*TASK INSTRUCTIONS*
Recast the material from the line containing "Give bounding boxes for striped fur." down through the line containing "[597,163,675,348]", both included, as a two-column CSV with the columns request and boxes. Give one row for each request with its text and its answer, each in a single quoted field with line breaks turned into spaces.

═════ SOURCE RECORDS

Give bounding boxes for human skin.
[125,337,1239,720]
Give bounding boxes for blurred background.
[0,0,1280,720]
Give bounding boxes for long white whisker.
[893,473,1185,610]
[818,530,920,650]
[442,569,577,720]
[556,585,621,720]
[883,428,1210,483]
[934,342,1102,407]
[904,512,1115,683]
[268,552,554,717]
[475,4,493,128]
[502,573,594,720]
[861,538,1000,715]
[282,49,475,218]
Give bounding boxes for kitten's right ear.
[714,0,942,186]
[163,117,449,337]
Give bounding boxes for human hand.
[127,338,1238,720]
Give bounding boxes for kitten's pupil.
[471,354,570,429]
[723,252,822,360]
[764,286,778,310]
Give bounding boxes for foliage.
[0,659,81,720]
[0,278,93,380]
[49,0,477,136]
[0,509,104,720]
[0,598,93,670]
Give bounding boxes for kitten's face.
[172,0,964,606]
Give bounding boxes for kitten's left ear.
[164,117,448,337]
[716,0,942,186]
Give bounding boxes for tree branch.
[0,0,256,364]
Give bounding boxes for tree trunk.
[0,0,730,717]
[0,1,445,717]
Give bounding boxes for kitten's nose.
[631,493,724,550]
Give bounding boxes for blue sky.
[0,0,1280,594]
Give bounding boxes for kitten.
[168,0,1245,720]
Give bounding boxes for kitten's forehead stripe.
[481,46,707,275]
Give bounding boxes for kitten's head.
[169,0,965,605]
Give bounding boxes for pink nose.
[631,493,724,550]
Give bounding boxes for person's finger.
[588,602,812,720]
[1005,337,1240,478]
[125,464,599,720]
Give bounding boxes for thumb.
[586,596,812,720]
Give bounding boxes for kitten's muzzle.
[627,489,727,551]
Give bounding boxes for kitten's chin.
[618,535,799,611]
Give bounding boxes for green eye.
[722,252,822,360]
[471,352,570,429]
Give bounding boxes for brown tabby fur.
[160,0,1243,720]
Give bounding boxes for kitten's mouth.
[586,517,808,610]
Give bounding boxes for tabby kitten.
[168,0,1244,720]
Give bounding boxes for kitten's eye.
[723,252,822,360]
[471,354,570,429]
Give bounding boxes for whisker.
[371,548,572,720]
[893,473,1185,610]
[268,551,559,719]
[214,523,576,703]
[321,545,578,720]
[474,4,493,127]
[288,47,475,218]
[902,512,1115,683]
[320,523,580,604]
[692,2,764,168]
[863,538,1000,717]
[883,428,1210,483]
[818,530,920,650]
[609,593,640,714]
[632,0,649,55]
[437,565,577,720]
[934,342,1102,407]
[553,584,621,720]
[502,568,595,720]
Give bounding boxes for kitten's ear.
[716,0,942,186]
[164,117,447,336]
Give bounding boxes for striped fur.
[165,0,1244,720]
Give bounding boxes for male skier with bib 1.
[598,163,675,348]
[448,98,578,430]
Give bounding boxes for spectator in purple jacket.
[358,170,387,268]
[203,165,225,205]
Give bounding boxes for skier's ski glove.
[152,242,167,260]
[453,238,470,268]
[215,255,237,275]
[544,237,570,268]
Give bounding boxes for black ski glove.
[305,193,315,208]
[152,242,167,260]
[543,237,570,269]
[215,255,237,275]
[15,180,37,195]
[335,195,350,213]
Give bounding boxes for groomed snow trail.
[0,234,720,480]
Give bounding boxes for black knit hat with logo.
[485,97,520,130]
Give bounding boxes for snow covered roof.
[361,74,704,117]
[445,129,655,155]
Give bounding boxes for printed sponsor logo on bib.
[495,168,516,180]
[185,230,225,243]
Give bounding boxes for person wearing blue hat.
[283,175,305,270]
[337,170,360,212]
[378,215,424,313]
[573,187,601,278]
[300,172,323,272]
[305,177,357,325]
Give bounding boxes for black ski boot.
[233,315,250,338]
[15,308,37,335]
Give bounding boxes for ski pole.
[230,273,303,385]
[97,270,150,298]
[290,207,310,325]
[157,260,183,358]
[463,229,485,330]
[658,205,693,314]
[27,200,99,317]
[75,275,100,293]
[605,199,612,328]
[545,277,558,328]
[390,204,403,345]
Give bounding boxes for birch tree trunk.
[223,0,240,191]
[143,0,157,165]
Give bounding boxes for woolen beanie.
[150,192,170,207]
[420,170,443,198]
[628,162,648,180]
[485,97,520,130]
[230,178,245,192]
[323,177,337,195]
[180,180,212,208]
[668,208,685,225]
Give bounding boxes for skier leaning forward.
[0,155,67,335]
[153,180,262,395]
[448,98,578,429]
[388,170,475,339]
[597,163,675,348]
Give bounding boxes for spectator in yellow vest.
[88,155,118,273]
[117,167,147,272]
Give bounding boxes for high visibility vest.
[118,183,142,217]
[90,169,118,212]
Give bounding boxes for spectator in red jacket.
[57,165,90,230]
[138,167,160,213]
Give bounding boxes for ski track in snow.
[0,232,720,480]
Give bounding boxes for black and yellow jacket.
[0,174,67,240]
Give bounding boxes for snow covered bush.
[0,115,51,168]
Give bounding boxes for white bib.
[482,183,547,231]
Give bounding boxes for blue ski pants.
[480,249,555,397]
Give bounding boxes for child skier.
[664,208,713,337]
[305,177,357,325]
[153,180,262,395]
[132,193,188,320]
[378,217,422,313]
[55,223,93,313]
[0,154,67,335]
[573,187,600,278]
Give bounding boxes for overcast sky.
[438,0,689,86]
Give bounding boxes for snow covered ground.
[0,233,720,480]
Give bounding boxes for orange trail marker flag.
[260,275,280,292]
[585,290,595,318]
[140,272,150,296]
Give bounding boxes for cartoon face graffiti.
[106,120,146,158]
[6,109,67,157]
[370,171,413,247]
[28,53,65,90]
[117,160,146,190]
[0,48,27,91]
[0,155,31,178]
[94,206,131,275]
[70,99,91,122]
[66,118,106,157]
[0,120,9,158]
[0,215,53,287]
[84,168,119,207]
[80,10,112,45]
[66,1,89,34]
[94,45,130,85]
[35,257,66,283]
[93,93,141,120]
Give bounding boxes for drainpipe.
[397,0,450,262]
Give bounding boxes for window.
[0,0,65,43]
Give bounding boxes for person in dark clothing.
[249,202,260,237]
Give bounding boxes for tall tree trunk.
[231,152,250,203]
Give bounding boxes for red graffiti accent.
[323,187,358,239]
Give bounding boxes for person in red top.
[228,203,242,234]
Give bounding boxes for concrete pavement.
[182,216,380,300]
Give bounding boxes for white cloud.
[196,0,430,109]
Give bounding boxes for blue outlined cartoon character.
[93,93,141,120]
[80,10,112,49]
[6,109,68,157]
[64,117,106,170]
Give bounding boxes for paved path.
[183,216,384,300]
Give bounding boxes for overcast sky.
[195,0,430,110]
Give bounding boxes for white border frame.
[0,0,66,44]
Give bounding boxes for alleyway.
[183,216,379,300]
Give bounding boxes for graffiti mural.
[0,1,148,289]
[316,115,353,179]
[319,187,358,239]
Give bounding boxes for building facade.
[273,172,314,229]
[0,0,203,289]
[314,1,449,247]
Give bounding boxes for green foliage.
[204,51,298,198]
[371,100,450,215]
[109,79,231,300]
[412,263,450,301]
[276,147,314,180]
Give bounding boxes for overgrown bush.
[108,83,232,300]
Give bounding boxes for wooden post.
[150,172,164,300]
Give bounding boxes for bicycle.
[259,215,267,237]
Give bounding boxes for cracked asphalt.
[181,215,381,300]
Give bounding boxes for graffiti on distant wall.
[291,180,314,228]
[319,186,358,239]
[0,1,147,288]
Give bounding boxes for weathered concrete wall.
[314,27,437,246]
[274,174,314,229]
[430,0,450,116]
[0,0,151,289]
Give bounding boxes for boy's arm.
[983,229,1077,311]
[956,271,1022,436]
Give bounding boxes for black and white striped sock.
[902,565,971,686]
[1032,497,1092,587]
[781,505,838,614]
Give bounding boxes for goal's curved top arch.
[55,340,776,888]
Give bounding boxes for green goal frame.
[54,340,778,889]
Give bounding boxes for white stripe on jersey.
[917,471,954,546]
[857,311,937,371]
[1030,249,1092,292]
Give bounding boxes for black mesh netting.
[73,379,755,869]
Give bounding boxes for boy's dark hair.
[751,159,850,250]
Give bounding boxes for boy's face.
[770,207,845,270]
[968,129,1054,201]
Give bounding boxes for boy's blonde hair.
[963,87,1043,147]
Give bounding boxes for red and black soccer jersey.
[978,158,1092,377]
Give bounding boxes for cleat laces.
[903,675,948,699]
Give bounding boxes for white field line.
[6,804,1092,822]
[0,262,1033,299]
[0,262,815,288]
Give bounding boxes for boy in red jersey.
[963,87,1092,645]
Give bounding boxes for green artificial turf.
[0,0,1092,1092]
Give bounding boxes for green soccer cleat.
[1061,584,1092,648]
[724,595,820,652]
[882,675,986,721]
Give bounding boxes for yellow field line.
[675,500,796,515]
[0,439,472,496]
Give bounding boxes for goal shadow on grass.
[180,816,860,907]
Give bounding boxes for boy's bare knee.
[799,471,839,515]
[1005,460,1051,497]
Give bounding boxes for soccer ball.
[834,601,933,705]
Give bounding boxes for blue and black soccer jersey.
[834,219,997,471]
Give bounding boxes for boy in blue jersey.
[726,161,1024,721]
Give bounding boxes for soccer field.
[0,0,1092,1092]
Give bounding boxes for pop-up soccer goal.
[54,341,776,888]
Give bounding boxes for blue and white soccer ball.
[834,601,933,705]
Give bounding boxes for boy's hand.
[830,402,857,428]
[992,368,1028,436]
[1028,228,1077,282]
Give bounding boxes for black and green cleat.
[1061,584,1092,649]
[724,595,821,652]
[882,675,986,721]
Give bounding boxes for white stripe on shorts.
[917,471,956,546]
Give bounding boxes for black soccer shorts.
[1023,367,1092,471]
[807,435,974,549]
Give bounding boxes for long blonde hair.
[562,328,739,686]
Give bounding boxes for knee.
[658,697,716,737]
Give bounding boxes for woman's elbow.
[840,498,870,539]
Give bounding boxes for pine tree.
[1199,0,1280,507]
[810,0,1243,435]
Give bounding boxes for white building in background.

══════════

*ANSWER TO THE TASK*
request,boxes
"Give bounding boxes for striped fur.","[165,0,1244,720]"
"Give bounding boxes for male skier with bib 1.","[598,163,675,348] [448,98,578,430]"
"Give bounding boxes for spectator in purple jacket.","[358,170,387,268] [203,165,225,205]"
"Give bounding boxes for skier's ski glove.","[152,242,167,260] [453,238,470,268] [215,255,237,275] [544,237,570,268]"
"Give bounding boxes for black ski glove.","[305,193,315,208] [152,242,167,260] [543,237,570,269] [215,255,237,275] [15,180,37,195] [335,195,350,213]"
"Give bounding boxes for groomed snow trail.","[0,234,720,480]"
"Give bounding boxes for black knit hat with logo.","[485,97,520,130]"
"Give bounding boxes for snow covered roof.","[361,74,704,117] [445,129,655,155]"
"Give bounding boxes for printed sponsor logo on bib.","[495,168,516,180] [185,230,225,243]"
"Give bounding boxes for person wearing blue hat.","[283,175,305,270] [337,170,360,212] [378,215,424,313] [573,187,601,278] [300,172,323,272] [305,177,357,325]"
"Give bounding boxes for black ski boot.","[233,315,250,338] [15,308,37,335]"
"Give bounding boxes for ski pole.","[230,273,303,385] [97,270,150,298] [290,207,310,325] [157,260,183,358] [463,229,485,330] [658,205,693,314] [27,200,99,317] [75,275,100,293] [605,199,612,328] [545,277,558,328] [390,204,403,345]"
"Give bounding boxes for birch tree trunk.","[223,0,240,191] [143,0,157,165]"
"Give bounding boxes for woolen beanie.","[150,192,170,207] [420,170,443,198] [628,162,648,180] [485,97,520,130] [230,178,245,192] [323,177,337,195] [180,180,212,208] [668,208,685,225]"
"Give bounding boxes for skier leaning forward.","[0,155,67,335] [153,180,262,395] [448,98,578,429] [388,170,475,339] [597,163,675,348]"